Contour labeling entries
___

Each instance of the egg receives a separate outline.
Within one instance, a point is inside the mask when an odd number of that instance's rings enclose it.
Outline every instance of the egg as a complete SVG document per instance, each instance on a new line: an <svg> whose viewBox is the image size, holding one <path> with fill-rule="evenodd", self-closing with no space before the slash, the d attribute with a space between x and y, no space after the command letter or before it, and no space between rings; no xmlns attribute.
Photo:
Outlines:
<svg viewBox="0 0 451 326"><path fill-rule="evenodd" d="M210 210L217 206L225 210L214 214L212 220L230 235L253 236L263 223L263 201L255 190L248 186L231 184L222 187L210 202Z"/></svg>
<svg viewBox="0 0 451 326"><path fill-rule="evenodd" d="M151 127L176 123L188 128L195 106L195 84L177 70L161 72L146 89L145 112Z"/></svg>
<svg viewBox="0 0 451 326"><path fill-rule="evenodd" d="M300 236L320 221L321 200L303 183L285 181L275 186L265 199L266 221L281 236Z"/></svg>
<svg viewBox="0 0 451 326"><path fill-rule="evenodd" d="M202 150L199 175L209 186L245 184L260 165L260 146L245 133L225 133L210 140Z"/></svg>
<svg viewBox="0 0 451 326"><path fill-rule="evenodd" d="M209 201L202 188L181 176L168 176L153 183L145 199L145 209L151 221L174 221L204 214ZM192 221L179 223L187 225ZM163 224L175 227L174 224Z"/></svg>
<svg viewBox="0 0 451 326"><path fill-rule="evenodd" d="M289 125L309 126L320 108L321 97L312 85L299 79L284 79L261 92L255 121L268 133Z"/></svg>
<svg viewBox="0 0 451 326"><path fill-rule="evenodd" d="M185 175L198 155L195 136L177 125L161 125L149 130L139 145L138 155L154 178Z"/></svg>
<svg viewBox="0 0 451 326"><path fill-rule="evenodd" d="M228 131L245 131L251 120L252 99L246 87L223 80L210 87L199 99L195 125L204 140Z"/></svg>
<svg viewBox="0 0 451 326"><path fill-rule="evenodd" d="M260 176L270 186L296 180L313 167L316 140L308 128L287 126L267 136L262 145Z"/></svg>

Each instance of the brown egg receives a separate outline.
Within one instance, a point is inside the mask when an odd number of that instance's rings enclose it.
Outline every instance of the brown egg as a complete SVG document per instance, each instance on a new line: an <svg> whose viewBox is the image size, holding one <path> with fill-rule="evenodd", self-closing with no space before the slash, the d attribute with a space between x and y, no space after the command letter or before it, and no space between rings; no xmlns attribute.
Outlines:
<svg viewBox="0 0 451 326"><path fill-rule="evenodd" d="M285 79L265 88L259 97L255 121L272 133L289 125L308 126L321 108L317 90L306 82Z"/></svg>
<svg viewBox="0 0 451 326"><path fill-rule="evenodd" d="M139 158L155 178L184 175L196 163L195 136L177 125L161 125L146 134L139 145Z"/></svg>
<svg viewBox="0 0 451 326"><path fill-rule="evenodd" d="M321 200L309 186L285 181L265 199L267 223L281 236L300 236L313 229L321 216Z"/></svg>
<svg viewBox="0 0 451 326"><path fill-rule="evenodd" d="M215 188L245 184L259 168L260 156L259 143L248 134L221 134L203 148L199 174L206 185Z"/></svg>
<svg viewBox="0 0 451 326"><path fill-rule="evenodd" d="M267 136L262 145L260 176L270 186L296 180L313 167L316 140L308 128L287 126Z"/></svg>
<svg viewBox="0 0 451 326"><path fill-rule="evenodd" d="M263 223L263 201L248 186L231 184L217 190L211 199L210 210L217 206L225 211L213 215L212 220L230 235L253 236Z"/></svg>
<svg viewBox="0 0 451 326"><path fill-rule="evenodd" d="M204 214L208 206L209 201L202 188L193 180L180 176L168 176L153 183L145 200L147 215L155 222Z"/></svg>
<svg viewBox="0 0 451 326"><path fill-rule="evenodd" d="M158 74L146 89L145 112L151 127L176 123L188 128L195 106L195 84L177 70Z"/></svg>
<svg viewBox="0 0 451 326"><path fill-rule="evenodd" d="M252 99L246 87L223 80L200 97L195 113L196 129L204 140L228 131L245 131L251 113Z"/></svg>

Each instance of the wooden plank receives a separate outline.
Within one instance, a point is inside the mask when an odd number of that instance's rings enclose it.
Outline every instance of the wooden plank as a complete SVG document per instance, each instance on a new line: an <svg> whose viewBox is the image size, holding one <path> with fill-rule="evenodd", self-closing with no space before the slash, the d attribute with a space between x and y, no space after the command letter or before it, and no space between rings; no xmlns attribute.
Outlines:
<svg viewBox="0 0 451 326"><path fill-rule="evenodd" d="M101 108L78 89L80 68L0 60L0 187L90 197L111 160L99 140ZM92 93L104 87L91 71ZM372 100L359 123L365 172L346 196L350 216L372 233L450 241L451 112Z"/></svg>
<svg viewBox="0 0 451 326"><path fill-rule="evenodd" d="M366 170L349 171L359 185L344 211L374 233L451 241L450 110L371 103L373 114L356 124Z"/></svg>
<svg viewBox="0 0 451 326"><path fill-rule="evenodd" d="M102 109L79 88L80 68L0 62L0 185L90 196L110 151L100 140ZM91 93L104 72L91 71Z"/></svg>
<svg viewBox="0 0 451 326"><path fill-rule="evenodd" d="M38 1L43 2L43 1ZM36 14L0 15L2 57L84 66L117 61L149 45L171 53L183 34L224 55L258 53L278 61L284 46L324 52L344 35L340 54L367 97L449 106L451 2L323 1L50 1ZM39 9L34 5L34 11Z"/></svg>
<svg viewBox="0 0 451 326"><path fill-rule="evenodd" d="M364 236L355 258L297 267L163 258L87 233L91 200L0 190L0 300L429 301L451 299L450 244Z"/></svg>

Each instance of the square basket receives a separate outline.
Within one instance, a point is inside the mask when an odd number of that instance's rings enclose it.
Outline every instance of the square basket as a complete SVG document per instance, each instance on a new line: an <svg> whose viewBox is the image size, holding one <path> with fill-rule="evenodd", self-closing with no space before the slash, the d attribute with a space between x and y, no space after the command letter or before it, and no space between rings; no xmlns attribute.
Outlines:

___

> Work to complete: Extract every line of the records above and reproduce each one verbatim, without alteration.

> Completed task:
Each instance of the egg receives a separate outline.
Within one instance, a point is inside the mask when an odd number of that instance's rings enclose it.
Outline every instance of the egg as a complete SVG document per instance, each instance on a new line: an <svg> whose viewBox is the image size, holding one <path> with fill-rule="evenodd", self-closing with no space before the slash, the d attribute with a space between x and y, no space after the command letter or before it, and no space between rings; no xmlns attribute.
Photo:
Outlines:
<svg viewBox="0 0 451 326"><path fill-rule="evenodd" d="M210 210L217 206L225 210L214 214L212 220L230 235L253 236L263 223L263 201L255 190L248 186L231 184L222 187L210 202Z"/></svg>
<svg viewBox="0 0 451 326"><path fill-rule="evenodd" d="M151 127L176 123L188 128L195 106L195 84L177 70L161 72L146 89L145 112Z"/></svg>
<svg viewBox="0 0 451 326"><path fill-rule="evenodd" d="M300 236L320 221L321 200L303 183L285 181L275 186L265 199L266 221L281 236Z"/></svg>
<svg viewBox="0 0 451 326"><path fill-rule="evenodd" d="M202 150L199 175L209 186L245 184L260 165L260 146L245 133L225 133L210 140Z"/></svg>
<svg viewBox="0 0 451 326"><path fill-rule="evenodd" d="M209 201L202 188L181 176L168 176L153 183L145 199L145 209L151 221L174 221L204 214ZM192 221L179 223L187 225ZM163 224L175 227L174 224Z"/></svg>
<svg viewBox="0 0 451 326"><path fill-rule="evenodd" d="M289 125L309 126L320 108L321 97L312 85L299 79L284 79L261 92L255 121L268 133Z"/></svg>
<svg viewBox="0 0 451 326"><path fill-rule="evenodd" d="M185 175L198 155L195 136L177 125L161 125L149 130L139 145L138 155L154 178Z"/></svg>
<svg viewBox="0 0 451 326"><path fill-rule="evenodd" d="M228 131L245 131L251 120L252 99L246 87L223 80L210 87L199 99L195 125L204 140Z"/></svg>
<svg viewBox="0 0 451 326"><path fill-rule="evenodd" d="M260 176L270 186L296 180L313 167L316 140L308 128L287 126L267 136L262 145Z"/></svg>

Each instance of the brown egg receives a separate outline.
Within one instance, a point is inside the mask when an odd number of that instance's rings enclose it.
Outline every instance of the brown egg as a complete SVG document per instance, each instance on a new line: an <svg> whose viewBox is the image size, holding one <path> with fill-rule="evenodd", self-closing with no space before the slash, the d attribute with a space between x and y, no space after the command letter or before it, and no space between rings; no xmlns attribute.
Outlines:
<svg viewBox="0 0 451 326"><path fill-rule="evenodd" d="M285 79L265 88L259 97L255 121L272 133L289 125L308 126L321 108L317 90L306 82Z"/></svg>
<svg viewBox="0 0 451 326"><path fill-rule="evenodd" d="M139 158L155 178L184 175L196 163L195 136L177 125L161 125L146 134L139 145Z"/></svg>
<svg viewBox="0 0 451 326"><path fill-rule="evenodd" d="M321 200L309 186L285 181L265 199L267 223L281 236L300 236L313 229L321 216Z"/></svg>
<svg viewBox="0 0 451 326"><path fill-rule="evenodd" d="M215 188L245 184L259 168L260 156L259 143L248 134L221 134L203 148L199 174L206 185Z"/></svg>
<svg viewBox="0 0 451 326"><path fill-rule="evenodd" d="M267 136L262 145L260 176L270 186L296 180L313 167L316 140L308 128L287 126Z"/></svg>
<svg viewBox="0 0 451 326"><path fill-rule="evenodd" d="M263 223L263 201L248 186L231 184L217 190L211 199L210 210L217 206L225 211L213 215L212 220L230 235L253 236Z"/></svg>
<svg viewBox="0 0 451 326"><path fill-rule="evenodd" d="M204 214L208 206L209 201L202 188L193 180L180 176L168 176L153 183L145 200L147 215L155 222Z"/></svg>
<svg viewBox="0 0 451 326"><path fill-rule="evenodd" d="M158 74L146 89L145 112L151 127L176 123L188 128L195 106L195 84L177 70Z"/></svg>
<svg viewBox="0 0 451 326"><path fill-rule="evenodd" d="M252 99L246 87L223 80L200 97L195 113L196 129L204 140L228 131L245 131L251 113Z"/></svg>

Each instance of the wooden plank receives a separate outline.
Within one instance, a point is inside the mask when an odd number of that instance's rings enclose it.
Outline every instance of the wooden plank as a complete SVG document per instance, each instance on a new line: an <svg> whose viewBox is the image size, holding one <path> with fill-rule="evenodd", self-closing with no space before the slash, the d attribute with a space between x and y, no space after the command letter or before it, and no space between rings; no xmlns attribute.
Outlines:
<svg viewBox="0 0 451 326"><path fill-rule="evenodd" d="M101 108L78 89L80 68L0 60L0 187L90 197L111 160L99 140ZM92 93L104 87L91 71ZM372 100L359 123L365 172L346 196L350 216L372 233L450 241L451 112Z"/></svg>
<svg viewBox="0 0 451 326"><path fill-rule="evenodd" d="M366 170L349 171L359 185L344 211L374 233L451 241L450 110L371 103L373 114L356 124Z"/></svg>
<svg viewBox="0 0 451 326"><path fill-rule="evenodd" d="M102 109L79 88L80 68L0 62L0 185L90 196L110 151L100 140ZM91 93L104 72L91 71Z"/></svg>
<svg viewBox="0 0 451 326"><path fill-rule="evenodd" d="M38 1L43 2L43 1ZM36 14L0 15L2 57L84 66L117 61L149 45L171 53L183 34L224 55L258 53L278 61L284 46L324 52L344 35L340 54L367 97L449 106L451 2L323 1L50 1ZM39 9L34 5L34 11Z"/></svg>
<svg viewBox="0 0 451 326"><path fill-rule="evenodd" d="M364 236L355 258L297 267L163 258L87 233L91 200L0 190L0 300L429 301L451 299L450 244Z"/></svg>

Each instance of the square basket receives a separate outline.
Within one instance, a point is inside the mask when an odd number of that instance's rings enclose it.
Outline every instance of the square basket as a complete SVG document per instance, each instance on a new line: an <svg> whose viewBox is the image size, holding one <path> with fill-rule="evenodd", self-closing with no space before the slash, the d attribute with a space between x and y, no space after the command letter or before it, and no space between rings; no xmlns attribute.
Outlines:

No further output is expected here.